[BEGIN SUPPLIED DATA]

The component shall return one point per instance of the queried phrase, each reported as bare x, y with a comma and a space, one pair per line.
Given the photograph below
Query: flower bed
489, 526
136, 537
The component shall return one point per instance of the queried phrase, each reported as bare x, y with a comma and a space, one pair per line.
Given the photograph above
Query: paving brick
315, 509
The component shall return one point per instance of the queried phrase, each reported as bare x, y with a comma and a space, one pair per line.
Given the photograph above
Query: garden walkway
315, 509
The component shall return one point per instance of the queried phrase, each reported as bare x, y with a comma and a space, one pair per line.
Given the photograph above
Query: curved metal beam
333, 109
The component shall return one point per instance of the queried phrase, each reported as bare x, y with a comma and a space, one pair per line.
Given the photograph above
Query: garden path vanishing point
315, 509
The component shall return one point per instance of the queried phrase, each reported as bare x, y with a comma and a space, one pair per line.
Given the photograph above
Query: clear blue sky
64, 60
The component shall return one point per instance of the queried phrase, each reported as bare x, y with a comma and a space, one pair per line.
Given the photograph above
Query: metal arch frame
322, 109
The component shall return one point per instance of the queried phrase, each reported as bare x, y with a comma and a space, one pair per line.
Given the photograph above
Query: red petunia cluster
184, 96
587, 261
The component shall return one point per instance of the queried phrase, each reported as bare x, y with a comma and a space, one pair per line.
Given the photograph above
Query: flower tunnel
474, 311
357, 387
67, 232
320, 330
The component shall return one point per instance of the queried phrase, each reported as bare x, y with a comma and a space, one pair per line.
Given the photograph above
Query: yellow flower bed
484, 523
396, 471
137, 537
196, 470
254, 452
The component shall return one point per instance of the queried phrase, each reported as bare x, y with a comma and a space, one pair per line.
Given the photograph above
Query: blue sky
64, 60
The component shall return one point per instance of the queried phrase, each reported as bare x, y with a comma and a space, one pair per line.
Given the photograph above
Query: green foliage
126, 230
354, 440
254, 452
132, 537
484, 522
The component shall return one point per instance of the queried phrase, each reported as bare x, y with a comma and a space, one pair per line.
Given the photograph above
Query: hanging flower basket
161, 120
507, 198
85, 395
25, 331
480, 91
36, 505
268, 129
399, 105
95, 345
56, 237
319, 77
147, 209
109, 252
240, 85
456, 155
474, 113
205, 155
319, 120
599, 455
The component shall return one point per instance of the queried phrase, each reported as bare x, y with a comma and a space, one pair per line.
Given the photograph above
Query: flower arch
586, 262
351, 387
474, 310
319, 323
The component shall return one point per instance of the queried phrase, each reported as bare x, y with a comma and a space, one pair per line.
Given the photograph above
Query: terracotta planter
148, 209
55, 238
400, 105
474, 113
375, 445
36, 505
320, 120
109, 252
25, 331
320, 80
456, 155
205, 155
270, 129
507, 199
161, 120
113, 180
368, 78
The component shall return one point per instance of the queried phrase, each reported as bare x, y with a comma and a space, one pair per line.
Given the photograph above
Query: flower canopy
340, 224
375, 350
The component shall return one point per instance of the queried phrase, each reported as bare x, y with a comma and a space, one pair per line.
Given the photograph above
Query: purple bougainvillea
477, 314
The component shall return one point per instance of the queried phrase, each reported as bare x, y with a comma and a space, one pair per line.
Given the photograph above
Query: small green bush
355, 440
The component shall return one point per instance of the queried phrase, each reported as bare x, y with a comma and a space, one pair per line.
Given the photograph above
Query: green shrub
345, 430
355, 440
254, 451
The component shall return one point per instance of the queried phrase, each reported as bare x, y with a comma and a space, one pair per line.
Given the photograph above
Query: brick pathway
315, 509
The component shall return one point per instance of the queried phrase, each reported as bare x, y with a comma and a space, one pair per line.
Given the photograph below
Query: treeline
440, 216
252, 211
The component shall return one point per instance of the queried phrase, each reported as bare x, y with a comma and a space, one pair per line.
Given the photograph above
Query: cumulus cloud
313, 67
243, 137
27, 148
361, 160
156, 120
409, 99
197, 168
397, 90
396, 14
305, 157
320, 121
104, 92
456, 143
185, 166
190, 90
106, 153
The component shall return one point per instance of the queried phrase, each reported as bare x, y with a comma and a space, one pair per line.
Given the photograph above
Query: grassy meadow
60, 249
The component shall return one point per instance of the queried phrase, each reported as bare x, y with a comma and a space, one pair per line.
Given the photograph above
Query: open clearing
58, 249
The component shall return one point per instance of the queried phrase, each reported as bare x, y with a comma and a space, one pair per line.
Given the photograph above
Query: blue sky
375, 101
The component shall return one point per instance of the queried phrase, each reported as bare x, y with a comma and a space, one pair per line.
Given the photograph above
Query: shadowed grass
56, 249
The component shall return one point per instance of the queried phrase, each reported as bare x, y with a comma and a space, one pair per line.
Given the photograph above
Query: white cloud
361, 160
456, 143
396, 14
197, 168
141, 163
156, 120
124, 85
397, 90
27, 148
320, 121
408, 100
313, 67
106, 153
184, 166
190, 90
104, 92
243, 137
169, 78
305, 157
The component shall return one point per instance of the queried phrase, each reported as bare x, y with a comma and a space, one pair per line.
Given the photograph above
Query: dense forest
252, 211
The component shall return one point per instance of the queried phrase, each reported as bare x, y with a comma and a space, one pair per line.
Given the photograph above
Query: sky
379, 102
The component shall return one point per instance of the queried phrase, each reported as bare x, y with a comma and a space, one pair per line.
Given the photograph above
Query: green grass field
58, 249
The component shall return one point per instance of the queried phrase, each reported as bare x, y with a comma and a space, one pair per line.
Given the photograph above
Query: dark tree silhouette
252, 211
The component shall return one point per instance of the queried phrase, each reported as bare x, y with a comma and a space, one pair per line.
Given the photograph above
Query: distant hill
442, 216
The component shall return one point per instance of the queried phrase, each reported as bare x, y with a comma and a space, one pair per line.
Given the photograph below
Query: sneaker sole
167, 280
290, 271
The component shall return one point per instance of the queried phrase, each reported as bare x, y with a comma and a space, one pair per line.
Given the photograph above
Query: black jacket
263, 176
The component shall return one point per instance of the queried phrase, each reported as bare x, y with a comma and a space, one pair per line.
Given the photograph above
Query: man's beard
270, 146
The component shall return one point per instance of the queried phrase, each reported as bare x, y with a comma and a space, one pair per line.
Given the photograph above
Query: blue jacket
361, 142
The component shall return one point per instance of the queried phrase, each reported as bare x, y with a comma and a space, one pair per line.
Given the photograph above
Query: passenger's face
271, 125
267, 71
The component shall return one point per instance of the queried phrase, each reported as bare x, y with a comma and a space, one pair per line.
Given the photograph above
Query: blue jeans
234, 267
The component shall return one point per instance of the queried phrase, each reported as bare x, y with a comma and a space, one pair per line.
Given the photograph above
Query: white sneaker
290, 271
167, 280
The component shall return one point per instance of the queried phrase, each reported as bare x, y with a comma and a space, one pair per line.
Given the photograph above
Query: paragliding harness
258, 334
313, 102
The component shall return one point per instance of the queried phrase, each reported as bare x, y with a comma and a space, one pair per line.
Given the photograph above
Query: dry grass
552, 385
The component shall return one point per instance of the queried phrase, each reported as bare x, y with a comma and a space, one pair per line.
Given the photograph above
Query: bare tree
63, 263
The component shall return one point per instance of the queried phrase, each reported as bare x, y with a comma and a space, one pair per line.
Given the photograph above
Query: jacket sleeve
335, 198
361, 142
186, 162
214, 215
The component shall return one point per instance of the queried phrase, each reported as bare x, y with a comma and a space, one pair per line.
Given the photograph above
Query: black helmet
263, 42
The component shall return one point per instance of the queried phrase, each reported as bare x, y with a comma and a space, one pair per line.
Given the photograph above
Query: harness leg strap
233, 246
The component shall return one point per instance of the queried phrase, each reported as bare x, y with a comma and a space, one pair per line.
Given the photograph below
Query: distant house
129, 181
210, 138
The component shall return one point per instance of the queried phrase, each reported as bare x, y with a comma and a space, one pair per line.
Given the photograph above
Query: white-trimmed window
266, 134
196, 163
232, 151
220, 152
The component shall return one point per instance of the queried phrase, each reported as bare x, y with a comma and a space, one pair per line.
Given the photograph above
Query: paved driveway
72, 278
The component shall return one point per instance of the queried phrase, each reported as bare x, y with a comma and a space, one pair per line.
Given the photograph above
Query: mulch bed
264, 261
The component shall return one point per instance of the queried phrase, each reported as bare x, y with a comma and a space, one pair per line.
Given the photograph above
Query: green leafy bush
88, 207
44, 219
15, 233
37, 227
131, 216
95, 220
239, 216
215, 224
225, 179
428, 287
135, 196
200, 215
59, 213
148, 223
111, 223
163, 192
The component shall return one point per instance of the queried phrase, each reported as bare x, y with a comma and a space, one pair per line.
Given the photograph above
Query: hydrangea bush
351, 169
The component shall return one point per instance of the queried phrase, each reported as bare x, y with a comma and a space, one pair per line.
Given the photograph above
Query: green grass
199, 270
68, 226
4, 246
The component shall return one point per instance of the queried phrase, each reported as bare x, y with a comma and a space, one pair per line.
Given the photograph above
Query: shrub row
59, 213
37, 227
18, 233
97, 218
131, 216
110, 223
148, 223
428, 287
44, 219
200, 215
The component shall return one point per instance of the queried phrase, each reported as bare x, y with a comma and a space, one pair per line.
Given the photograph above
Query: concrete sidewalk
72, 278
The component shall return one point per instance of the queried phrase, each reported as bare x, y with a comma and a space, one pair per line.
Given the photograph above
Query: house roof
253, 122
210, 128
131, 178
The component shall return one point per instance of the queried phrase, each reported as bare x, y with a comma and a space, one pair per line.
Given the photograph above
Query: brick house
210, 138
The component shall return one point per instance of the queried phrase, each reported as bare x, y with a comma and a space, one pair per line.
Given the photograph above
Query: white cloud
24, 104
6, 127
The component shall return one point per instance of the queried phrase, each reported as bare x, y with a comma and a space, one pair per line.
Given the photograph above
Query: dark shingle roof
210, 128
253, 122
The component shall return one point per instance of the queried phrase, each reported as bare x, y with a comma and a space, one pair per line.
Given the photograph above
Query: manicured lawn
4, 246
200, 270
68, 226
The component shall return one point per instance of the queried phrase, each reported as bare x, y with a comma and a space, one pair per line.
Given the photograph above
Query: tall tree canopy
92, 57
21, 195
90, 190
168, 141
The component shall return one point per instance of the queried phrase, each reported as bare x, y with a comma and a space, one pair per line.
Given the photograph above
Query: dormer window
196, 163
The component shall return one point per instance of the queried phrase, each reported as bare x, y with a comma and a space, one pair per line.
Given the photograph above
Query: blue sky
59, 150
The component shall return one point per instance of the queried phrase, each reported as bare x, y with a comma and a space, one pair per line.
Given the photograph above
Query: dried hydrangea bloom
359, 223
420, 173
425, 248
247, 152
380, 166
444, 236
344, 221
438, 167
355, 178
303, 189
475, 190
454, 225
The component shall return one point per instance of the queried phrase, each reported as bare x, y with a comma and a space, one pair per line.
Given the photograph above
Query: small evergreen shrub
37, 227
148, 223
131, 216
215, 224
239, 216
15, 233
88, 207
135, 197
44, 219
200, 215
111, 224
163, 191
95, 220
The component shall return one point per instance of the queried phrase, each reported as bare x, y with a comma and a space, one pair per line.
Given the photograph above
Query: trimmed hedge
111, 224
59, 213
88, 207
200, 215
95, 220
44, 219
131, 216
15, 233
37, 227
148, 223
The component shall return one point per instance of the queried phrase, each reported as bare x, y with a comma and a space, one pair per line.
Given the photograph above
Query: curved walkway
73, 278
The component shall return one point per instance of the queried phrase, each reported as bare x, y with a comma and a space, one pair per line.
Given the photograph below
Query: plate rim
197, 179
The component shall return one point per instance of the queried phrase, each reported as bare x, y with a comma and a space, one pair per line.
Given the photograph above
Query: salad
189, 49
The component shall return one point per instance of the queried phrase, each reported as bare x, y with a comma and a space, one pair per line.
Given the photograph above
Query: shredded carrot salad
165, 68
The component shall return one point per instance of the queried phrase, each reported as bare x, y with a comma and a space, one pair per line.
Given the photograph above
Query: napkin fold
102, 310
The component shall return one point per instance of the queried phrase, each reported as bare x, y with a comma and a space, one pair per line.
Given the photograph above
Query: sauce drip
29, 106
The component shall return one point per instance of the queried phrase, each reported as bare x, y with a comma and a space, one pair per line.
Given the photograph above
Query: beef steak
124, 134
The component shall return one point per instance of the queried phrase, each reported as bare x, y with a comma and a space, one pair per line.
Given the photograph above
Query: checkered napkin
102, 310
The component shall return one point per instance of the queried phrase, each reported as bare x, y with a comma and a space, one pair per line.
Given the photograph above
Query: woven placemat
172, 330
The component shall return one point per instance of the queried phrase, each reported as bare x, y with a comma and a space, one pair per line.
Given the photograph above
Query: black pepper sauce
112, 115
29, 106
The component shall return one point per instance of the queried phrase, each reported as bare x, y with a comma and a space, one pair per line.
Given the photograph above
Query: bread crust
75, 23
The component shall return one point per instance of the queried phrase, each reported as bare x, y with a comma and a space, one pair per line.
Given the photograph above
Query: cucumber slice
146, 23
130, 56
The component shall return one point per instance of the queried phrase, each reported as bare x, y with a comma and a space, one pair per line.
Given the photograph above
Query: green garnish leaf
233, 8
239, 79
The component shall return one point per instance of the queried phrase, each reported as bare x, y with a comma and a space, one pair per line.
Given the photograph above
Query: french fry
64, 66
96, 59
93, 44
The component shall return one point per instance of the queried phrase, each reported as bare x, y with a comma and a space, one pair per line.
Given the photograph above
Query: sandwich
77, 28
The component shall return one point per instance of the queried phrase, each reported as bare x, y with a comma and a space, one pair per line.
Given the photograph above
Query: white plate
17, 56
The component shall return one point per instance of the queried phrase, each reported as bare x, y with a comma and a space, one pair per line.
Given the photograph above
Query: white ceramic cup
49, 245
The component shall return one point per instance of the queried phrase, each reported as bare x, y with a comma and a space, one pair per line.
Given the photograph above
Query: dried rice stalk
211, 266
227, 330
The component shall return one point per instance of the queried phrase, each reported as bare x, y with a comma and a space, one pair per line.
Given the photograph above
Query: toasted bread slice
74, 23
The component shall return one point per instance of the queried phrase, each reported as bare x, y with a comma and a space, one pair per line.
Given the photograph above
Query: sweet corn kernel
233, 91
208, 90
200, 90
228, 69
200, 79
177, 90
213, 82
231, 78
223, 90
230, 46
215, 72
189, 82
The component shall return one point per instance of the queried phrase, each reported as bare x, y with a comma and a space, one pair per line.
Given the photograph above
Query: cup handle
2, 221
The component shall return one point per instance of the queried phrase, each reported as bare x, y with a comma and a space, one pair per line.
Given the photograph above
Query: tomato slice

[END SUPPLIED DATA]

• _DIRECTIONS_: Pull out every line of the listing above that contains the word "distant", matching case exactly.

• _SOLUTION_:
Query: distant hill
Query: distant house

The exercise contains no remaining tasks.